[START Source records]

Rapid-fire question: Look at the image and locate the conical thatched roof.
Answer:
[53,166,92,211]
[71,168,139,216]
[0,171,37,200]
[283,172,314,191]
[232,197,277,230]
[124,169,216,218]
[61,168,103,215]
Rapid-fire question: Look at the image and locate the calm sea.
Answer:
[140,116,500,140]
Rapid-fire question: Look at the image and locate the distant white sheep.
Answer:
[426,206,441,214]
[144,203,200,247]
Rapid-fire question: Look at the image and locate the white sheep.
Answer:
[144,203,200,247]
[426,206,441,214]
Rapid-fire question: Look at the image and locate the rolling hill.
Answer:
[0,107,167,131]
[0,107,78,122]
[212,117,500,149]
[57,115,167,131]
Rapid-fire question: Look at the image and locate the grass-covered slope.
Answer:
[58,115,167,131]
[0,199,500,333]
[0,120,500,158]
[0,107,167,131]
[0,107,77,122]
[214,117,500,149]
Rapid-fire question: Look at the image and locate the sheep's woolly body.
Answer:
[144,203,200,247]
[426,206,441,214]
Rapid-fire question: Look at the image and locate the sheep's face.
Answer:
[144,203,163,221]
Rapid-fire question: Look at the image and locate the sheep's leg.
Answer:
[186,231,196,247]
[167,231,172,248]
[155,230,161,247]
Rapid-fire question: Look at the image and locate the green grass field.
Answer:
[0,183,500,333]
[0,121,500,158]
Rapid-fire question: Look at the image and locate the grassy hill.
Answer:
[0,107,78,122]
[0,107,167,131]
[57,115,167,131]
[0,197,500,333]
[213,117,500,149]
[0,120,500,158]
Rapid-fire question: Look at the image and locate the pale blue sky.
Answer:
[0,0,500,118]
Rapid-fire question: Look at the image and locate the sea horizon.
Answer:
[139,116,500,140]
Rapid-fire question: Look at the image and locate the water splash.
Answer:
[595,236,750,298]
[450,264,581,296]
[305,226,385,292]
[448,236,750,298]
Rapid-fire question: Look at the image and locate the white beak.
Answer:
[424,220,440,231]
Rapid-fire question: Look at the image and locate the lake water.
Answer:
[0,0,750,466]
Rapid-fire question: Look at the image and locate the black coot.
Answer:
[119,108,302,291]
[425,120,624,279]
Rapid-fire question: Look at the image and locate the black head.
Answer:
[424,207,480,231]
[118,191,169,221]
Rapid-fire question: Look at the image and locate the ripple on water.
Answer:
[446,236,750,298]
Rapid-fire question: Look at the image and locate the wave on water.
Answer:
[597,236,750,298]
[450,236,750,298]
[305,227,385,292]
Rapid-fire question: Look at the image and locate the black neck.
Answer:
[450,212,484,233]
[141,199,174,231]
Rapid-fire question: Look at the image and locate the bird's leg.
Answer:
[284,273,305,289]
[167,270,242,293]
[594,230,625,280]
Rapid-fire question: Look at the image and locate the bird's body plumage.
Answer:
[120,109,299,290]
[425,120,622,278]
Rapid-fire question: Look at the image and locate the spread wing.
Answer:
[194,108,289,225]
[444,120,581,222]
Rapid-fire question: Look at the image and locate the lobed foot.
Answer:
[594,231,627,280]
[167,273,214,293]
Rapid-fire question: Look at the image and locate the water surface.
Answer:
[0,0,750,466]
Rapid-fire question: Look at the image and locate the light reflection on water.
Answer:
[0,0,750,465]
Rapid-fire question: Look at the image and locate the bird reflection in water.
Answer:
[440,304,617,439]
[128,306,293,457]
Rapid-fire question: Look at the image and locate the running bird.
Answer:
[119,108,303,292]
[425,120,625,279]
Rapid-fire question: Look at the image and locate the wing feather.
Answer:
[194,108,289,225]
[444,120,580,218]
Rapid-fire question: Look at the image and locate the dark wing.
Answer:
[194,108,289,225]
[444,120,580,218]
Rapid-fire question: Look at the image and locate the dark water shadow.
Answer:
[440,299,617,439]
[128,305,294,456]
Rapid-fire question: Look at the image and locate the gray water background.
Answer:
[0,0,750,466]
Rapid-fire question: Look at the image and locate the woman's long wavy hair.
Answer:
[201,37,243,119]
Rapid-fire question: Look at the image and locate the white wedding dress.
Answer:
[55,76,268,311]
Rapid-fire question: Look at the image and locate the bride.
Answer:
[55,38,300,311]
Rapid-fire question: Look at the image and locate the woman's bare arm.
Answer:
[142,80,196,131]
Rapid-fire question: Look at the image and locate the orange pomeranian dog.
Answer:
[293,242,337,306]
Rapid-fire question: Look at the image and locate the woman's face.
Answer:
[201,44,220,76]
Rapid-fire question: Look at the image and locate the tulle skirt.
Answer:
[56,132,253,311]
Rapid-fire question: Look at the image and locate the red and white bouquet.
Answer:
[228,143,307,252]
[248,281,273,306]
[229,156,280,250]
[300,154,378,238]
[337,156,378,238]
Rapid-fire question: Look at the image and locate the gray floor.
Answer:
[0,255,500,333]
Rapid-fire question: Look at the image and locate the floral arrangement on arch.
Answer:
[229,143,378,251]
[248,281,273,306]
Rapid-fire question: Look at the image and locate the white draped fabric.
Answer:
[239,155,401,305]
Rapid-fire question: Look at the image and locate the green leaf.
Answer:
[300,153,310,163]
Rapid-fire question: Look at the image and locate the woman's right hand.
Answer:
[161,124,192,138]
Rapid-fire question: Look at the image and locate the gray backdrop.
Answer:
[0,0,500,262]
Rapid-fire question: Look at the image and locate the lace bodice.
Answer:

[END Source records]

# Written exercise:
Replace "locate" with "find" everywhere in the listing above, and give the full listing again with nothing else altered.

# The result:
Rapid-fire question: Look at the image and find the conical thatched roof.
Answer:
[53,166,92,211]
[71,168,139,216]
[0,171,37,200]
[283,172,314,191]
[232,197,277,230]
[124,169,216,218]
[61,168,103,215]
Rapid-fire question: Look at the image and find the calm sea.
Answer:
[140,116,500,140]
Rapid-fire question: Look at the image and find the distant white sheep.
Answer:
[426,206,441,214]
[144,203,200,247]
Rapid-fire question: Look at the image and find the white sheep.
Answer:
[144,203,200,247]
[426,206,441,214]
Rapid-fire question: Look at the image and find the rolling hill.
Answer:
[0,107,167,131]
[0,107,78,122]
[212,117,500,149]
[57,115,167,131]
Rapid-fire question: Look at the image and find the grass-covered slope.
Answer:
[58,115,167,131]
[0,199,500,333]
[0,120,500,158]
[0,107,167,131]
[0,107,77,122]
[214,117,500,149]
Rapid-fire question: Look at the image and find the sheep's woolly body.
Answer:
[144,203,200,247]
[426,206,441,214]
Rapid-fire question: Look at the image and find the sheep's face.
Answer:
[144,203,163,221]
Rapid-fire question: Look at the image and find the sheep's leg.
Answer:
[186,231,196,247]
[167,231,172,248]
[155,230,161,247]
Rapid-fire question: Look at the image and find the green grass field.
Answer:
[0,183,500,333]
[0,121,500,158]
Rapid-fire question: Look at the image and find the grassy hill.
Answer:
[0,107,78,122]
[0,107,167,131]
[57,115,167,131]
[0,197,500,333]
[213,117,500,149]
[0,120,500,158]
Rapid-fire question: Look at the image and find the pale blue sky.
Answer:
[0,0,500,118]
Rapid-fire question: Look at the image and find the sea horizon.
Answer:
[139,116,500,140]
Rapid-fire question: Look at the image and find the water splash.
Answer:
[595,236,750,298]
[450,264,581,296]
[305,226,385,292]
[448,236,750,298]
Rapid-fire question: Look at the image and find the white beak.
Answer:
[424,220,440,231]
Rapid-fire question: Look at the image and find the lake water.
Answer:
[0,0,750,466]
Rapid-fire question: Look at the image and find the black coot.
Answer:
[119,108,302,291]
[425,120,624,279]
Rapid-fire question: Look at the image and find the black head.
Answer:
[424,207,480,231]
[118,191,169,221]
Rapid-fire question: Look at the image and find the ripple on water.
Answer:
[446,236,750,298]
Rapid-fire question: Look at the image and find the wave on water.
Answer:
[597,236,750,298]
[450,236,750,298]
[305,227,385,292]
Rapid-fire question: Look at the image and find the black neck.
Answer:
[450,212,484,233]
[141,199,174,231]
Rapid-fire question: Look at the image and find the bird's leg.
Answer:
[284,273,305,289]
[167,270,242,293]
[594,230,625,280]
Rapid-fire question: Look at the image and find the bird's body plumage.
Answer:
[120,109,299,290]
[425,120,622,278]
Rapid-fire question: Look at the image and find the spread wing.
Answer:
[194,108,289,225]
[444,120,581,222]
Rapid-fire question: Look at the image and find the lobed foot.
Answer:
[594,231,627,280]
[167,273,214,293]
Rapid-fire question: Look at the image and find the water surface.
Answer:
[0,0,750,466]
Rapid-fire question: Look at the image and find the light reflection on water.
Answer:
[0,0,750,465]
Rapid-fire question: Look at the image and find the bird reflection in water.
Answer:
[440,304,617,439]
[128,306,293,457]
Rapid-fire question: Look at the image and find the running bird.
Answer:
[119,108,303,292]
[425,120,625,279]
Rapid-fire question: Look at the image and find the wing feather.
Answer:
[194,108,289,225]
[444,120,580,218]
Rapid-fire question: Look at the image and find the dark wing.
Answer:
[194,108,289,225]
[444,120,580,218]
Rapid-fire question: Look at the image and find the dark water shadow.
Answer:
[440,299,617,439]
[128,305,294,456]
Rapid-fire question: Look at the image and find the gray water background.
Answer:
[0,0,750,466]
Rapid-fire question: Look at the image and find the woman's long wavy hair.
Answer:
[201,37,243,119]
Rapid-fire question: Look at the image and find the white wedding dress.
Answer:
[55,76,268,311]
Rapid-fire question: Look at the image and find the bride.
Answer:
[55,38,300,311]
Rapid-fire question: Look at the image and find the woman's bare arm.
Answer:
[142,80,196,131]
Rapid-fire question: Look at the image and find the orange pomeranian dog.
Answer:
[293,242,337,306]
Rapid-fire question: Look at the image and find the woman's face.
Answer:
[201,44,220,76]
Rapid-fire question: Look at the image and find the tulle skirt.
Answer:
[56,132,253,311]
Rapid-fire question: Look at the image and find the red and white bouquet.
Answer:
[228,143,307,252]
[248,281,273,306]
[229,156,280,250]
[300,154,378,238]
[337,156,378,238]
Rapid-fire question: Look at the image and find the gray floor.
Answer:
[0,255,500,333]
Rapid-fire question: Look at the image and find the floral arrangement on arch.
Answer:
[229,143,378,251]
[248,281,273,306]
Rapid-fire question: Look at the image and find the white draped fabric.
Answer:
[239,155,401,305]
Rapid-fire question: Look at the image and find the green leaf.
Answer:
[300,153,310,163]
Rapid-fire question: Look at the image and find the woman's right hand.
Answer:
[161,124,192,138]
Rapid-fire question: Look at the image and find the gray backdrop.
Answer:
[0,0,500,262]
Rapid-fire question: Look at the image and find the lace bodice.
Answer:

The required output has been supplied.